_Problem 1:_ Show every line of the listing that contains the string "tractor", matching case exactly.

——————————

The thing is my 3 closest girlfriends are all divided on it. Two of them think I am making a bit too much out of it and it was just a ''stupid ego thing'' and one is horrified and says we need separation in order to work things out.

This is obviously something you did?


----------



## FB Widow (Sep 29, 2011)

joe kidd said:


> He has to be completely honest for any hope. If he is cheating he won't volunteer any info. You will have to dig for it.


That is exactly what I think. I can't come to any decision unless I know everything. The thing is by now he swept everything clean if there was something, I'm sure of that.


----------



## FB Widow (Sep 29, 2011)

We went to counselling on Saturday. Not really sure if it’s going to bear any fruit. 
I was the one that was stressed, not him. He tried to ‘wax lyrical’ and tell me all the nice things (ok, some of them felt good, while at the same time I have a voice in my ear screaming “he’s lying to you!!!’).
The session (after initial 10 minutes) turned to what was happening with him during this time. Earlier, when we spoke about it, he pretty much said ‘I was bored’. When I retorted that his line sounded ‘brain-dead’, he said we were going through ‘the rough patch’ (I thought it was not anything out of ordinary).

——————————

_Problem 2:_ According to the forum thread, on what day did the couple go to counseling?

_Data entries:_
——————————

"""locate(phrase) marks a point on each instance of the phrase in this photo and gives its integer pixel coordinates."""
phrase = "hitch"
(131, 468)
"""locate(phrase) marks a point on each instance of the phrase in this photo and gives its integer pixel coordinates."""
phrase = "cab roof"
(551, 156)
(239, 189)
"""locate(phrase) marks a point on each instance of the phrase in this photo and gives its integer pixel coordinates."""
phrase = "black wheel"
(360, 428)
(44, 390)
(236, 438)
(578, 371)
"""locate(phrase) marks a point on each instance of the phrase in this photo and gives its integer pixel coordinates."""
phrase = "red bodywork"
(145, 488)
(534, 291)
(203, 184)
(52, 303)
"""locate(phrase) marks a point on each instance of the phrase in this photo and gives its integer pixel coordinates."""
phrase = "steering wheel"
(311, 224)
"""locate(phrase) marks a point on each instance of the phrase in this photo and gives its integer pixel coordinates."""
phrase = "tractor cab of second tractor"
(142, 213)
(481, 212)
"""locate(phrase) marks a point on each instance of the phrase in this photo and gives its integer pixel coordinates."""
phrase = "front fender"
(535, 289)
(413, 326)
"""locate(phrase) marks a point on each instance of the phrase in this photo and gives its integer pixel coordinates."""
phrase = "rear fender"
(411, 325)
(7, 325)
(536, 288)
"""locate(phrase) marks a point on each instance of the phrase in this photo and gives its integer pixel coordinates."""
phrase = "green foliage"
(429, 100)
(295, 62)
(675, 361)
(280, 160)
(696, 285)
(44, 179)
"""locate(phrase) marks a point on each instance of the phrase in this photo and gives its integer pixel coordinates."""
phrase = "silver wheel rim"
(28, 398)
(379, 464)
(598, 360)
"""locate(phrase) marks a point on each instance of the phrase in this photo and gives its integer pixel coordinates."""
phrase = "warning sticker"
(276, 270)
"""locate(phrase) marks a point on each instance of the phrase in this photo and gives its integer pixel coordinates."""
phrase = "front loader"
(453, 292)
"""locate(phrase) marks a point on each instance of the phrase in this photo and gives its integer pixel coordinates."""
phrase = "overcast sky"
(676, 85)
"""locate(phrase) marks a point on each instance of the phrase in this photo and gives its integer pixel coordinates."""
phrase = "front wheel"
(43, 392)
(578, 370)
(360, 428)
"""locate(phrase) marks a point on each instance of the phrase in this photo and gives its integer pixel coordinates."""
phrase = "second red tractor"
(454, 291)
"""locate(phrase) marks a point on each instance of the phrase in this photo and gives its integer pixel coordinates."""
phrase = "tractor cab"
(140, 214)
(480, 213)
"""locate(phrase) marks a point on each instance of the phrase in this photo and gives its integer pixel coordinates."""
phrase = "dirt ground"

——————————

_Output 1:_
phrase = "tractor cab of second tractor"
phrase = "second red tractor"
phrase = "tractor cab"

_Output 2:_ On Saturday.